[Start of section]

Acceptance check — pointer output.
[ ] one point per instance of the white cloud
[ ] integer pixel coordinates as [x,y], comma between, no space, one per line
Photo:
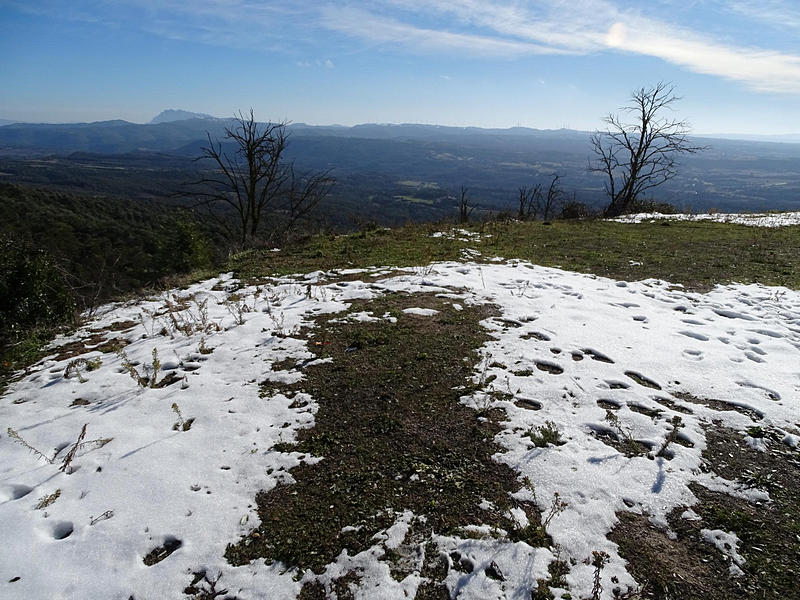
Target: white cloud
[479,28]
[377,29]
[590,26]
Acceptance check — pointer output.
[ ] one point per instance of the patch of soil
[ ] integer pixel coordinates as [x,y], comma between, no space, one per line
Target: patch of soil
[97,341]
[394,436]
[156,555]
[719,405]
[769,532]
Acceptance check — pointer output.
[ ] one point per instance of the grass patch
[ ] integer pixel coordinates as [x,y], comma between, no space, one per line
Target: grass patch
[769,533]
[394,436]
[695,254]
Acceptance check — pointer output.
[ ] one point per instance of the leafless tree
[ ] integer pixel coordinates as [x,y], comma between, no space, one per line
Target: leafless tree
[465,206]
[640,154]
[252,180]
[553,198]
[530,202]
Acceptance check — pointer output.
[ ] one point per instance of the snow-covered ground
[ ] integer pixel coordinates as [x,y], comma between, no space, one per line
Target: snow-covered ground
[563,343]
[784,219]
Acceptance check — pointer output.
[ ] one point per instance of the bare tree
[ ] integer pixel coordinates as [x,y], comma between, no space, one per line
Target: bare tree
[252,180]
[465,206]
[530,202]
[553,198]
[641,154]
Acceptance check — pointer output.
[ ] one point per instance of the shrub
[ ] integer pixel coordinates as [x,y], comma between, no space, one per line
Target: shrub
[33,291]
[546,434]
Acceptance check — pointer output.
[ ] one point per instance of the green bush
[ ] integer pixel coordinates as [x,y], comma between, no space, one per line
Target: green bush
[33,291]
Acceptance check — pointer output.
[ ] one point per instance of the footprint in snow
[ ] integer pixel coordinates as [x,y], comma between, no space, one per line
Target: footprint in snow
[693,354]
[642,380]
[598,356]
[754,357]
[14,491]
[549,367]
[62,530]
[694,335]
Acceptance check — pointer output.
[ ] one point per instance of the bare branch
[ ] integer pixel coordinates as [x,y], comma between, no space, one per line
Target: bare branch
[637,155]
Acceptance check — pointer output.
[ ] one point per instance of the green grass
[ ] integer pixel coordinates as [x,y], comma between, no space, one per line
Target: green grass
[695,254]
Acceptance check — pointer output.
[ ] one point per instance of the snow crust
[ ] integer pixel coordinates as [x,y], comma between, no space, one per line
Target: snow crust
[563,342]
[784,219]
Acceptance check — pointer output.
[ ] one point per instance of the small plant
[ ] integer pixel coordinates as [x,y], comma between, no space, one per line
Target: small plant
[544,435]
[103,517]
[202,348]
[237,306]
[182,424]
[66,462]
[150,376]
[47,500]
[74,367]
[673,435]
[556,508]
[599,560]
[632,447]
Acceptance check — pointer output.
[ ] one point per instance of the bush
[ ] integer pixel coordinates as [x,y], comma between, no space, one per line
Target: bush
[33,291]
[639,206]
[576,210]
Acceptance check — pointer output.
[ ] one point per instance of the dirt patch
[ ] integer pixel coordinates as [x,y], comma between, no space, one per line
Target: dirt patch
[719,405]
[97,341]
[394,436]
[768,532]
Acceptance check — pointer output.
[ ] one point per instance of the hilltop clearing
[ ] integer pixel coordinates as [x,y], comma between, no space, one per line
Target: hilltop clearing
[477,427]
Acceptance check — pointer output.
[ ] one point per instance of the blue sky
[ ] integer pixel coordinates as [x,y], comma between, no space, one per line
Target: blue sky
[495,63]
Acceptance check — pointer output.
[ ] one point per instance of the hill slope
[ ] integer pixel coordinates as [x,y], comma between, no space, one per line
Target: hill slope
[365,404]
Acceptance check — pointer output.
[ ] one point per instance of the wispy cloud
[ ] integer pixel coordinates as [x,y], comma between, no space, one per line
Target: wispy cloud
[776,13]
[475,28]
[377,29]
[576,27]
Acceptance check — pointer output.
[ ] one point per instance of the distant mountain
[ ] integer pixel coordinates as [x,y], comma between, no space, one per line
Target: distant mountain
[786,138]
[171,115]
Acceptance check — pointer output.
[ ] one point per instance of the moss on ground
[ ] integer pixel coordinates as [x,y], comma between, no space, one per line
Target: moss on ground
[695,254]
[393,435]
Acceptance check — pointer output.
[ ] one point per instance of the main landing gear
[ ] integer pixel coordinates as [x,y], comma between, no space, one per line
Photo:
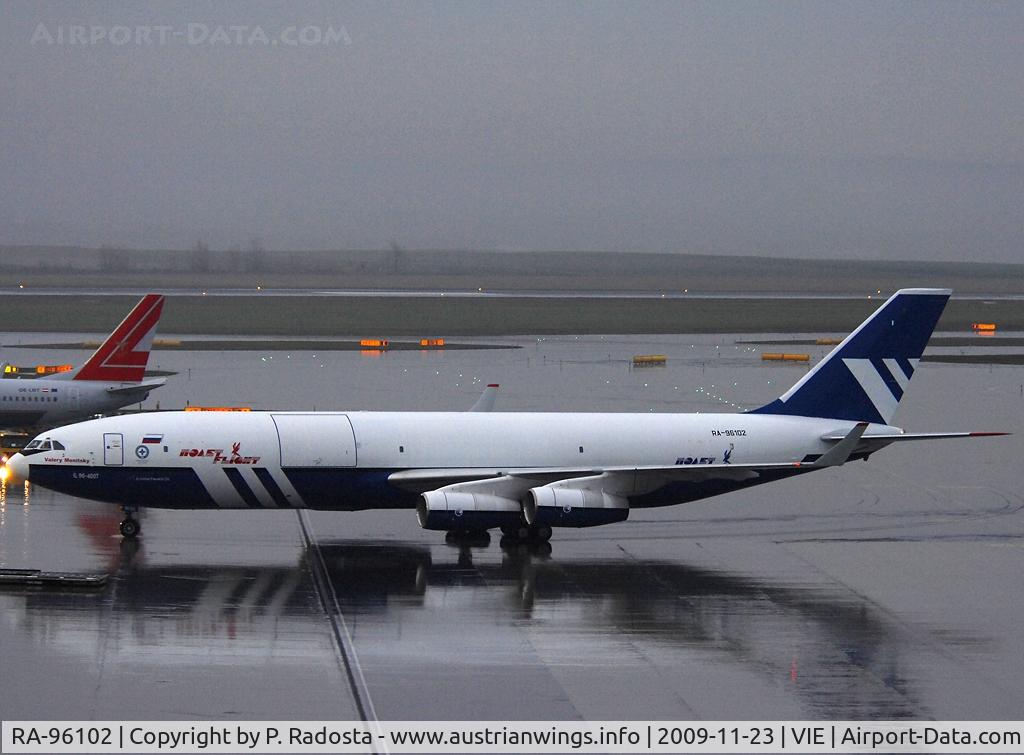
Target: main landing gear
[130,529]
[527,533]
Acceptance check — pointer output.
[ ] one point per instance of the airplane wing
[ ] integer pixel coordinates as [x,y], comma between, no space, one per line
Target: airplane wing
[136,387]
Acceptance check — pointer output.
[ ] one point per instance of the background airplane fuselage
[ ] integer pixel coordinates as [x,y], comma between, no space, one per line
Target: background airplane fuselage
[41,402]
[342,461]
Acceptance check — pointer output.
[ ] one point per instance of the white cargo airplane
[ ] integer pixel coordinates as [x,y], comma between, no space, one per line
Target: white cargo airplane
[523,472]
[113,377]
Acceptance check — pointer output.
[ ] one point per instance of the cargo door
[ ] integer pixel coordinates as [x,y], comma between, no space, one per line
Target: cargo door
[114,453]
[315,439]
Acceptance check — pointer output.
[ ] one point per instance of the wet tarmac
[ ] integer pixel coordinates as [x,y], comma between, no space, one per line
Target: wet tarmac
[889,589]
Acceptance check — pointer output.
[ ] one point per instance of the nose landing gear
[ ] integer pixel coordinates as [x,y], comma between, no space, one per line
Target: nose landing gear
[130,529]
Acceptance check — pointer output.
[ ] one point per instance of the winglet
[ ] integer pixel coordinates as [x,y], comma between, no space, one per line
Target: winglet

[End of section]

ASSIGNED TASK >>
Where pictures occur in the material above, omit them and return everything else exactly.

WRITTEN RESPONSE >>
Acceptance check — pointer output.
[ ] one point per instance of the white cloud
[ ] integer pixel coordinates as [x,y], comma between, no space, one per line
Photo:
Target: white cloud
[479,28]
[377,29]
[590,26]
Acceptance check — pointer output.
[ ] one point per instance of the patch of soil
[ ] integer pixel coordinates as [x,y], comma between, no space, one per line
Target: patch of soil
[97,341]
[394,436]
[156,555]
[719,405]
[769,532]
Acceptance check — pointer output.
[ ] one point per instance of the grass patch
[ ] integer pixel coordinates as [x,y], comma between, no space, one per line
Target: grass patch
[769,533]
[394,436]
[695,254]
Acceptance check — pointer output.
[ ] one point per instance of the leafless tree
[ ] integer pixel coordinates as [x,y], comma between, no space, one per line
Target: leafless tree
[465,206]
[640,154]
[252,180]
[553,198]
[530,202]
Acceptance check — pointer output.
[ ] one point per instance of the snow-covered ground
[ ] integer pixel coordinates as [x,y], comma between, no space, one per line
Target: snow-covered ground
[563,343]
[784,219]
Acceptance check — pointer output.
[ ] one point per instance of the bare tree
[ ] integer pixel coordinates as [x,y], comma between, no space, one per line
Target: bare tree
[252,180]
[465,206]
[530,202]
[553,198]
[641,154]
Acceptance check — pointer output.
[ ] one point per instance of the shrub
[ ] integer pixel coordinates as [x,y], comma between, no space, one per line
Target: shrub
[33,291]
[546,434]
Acceptance check — pointer output.
[ ] one point per instance of the green bush
[ ] integer pixel coordinates as [x,y], comma between, no space, one per line
Target: green bush
[33,291]
Acceptance check — pointer output.
[ ] one point per instance of the footprint in snow
[ ] integer pixel coordinates as [x,y], comma between, no space, one per line
Target: footprint in snow
[693,354]
[642,380]
[598,356]
[754,357]
[14,491]
[549,367]
[62,530]
[694,335]
Acceptance check — pointer output.
[ ] one point per instance of the bare branch
[ ] integer pixel coordinates as [x,y], comma between, no space, one per line
Target: bare branch
[637,155]
Acceptance check — pointer output.
[ ] one point per instance of the green grass
[ ] integer pixel coordinates as [x,y], comma between, no space, one per line
Target: green grass
[695,254]
Acceptance check — pointer output.
[ ] one point per instance of the snow crust
[ ] integer pixel coordinates as [x,y], comma between, no space, one per line
Target: snow crust
[563,342]
[784,219]
Acceptance check — pointer output.
[ ] one point per instance of the small plant
[ ] integer pixel coordinates as [x,y], comma between, no space, one per line
Target: small plant
[544,435]
[103,517]
[202,348]
[237,306]
[182,424]
[66,462]
[150,376]
[47,500]
[74,367]
[673,435]
[556,508]
[599,560]
[632,447]
Acceptance check — pointer output.
[ ] one point per instance of the bush
[ ] integer pixel coordinates as [x,y], comma between, no space, one per line
Target: bush
[33,291]
[639,206]
[576,210]
Acceptance check — pointer output.
[ ] one point per instance of the dirt patch
[ ] integer pixel coordinates as [x,y], comma between, no space, one per line
Target: dirt patch
[719,405]
[97,341]
[394,436]
[768,532]
Acceptance check — pointer output.
[ ] one point per instance of the hilltop clearing
[ ] integer pixel coordinates as [x,y], comma between, no space, one per line
Target: hilltop clearing
[477,427]
Acceptance check — pointer output.
[ ] one point per instance of the blue sky
[ ] integer pixel coordinates as [x,y], comma between, no space, one per line
Target: blue sky
[495,63]
Acceptance check — pointer output.
[ ] one point per instance of the hill slope
[ ] integer pixel coordinates as [x,y], comma between, no space, one per line
Target: hill slope
[365,404]
Acceptance check — pointer output.
[ ] one point per instance of the wispy cloud
[ ] integer pixel coordinates as [x,y], comma between, no space, one per line
Target: wispy cloud
[776,13]
[475,28]
[377,29]
[576,27]
Acceptance check — pointer output.
[ ] one point per instance of the distant mountain
[ ] integer pixel coordinates as [x,y], comma between, no space, one per line
Target: distant mountain
[786,138]
[171,115]
Acceptance check — pointer output.
[ ] one point per instance of the moss on ground
[ ] integer pixel coordinates as [x,y], comma between, no space, one per line
Target: moss on ground
[695,254]
[393,435]
Acceptance check — pointer output.
[ ] one point per instance of the main landing gear
[ ] integer pixel coordinates as [x,y], comma between, no space, one per line
Photo:
Target: main landing gear
[130,529]
[527,533]
Acceptance check — pointer output.
[ ] one point per instance of the airplane wing
[ ] integer pixel coordinates as [x,y], comma between, no space, one per line
Target: airplane wing
[136,387]
Acceptance check — pointer output.
[ ] one point per instance of the background airplane fuselage
[ ] integer pixel coordinates as [x,y], comma between, no space, one per line
Target: background airplane fuselage
[41,402]
[342,461]
Acceptance check — pointer output.
[ ] one point per instance of the white cargo airplane
[ ] integer pixel coordinates as [x,y], comma between, no space, one per line
Target: white cargo airplane
[523,472]
[113,377]
Acceptance check — pointer output.
[ ] one point per instance of the cargo door
[ ] integer pixel coordinates as [x,y], comma between, no space, one per line
Target: cargo door
[114,453]
[315,439]
Acceptance check — pointer output.
[ ] one point per instance of the wet tarmac
[ ] integer pixel coordinates as [x,y], comma between, no space, one per line
Target: wet tarmac
[889,589]
Acceptance check — pointer output.
[ ] one point per instance of the nose landing gear
[ ] integer pixel coordinates as [x,y], comma between, no space, one per line
Target: nose landing gear
[130,529]
Acceptance check — pointer output.
[ ] one point per instance of the winglet
[ ] integer pixel coordinates as [x,y], comma between, no space, one per line
Target: winglet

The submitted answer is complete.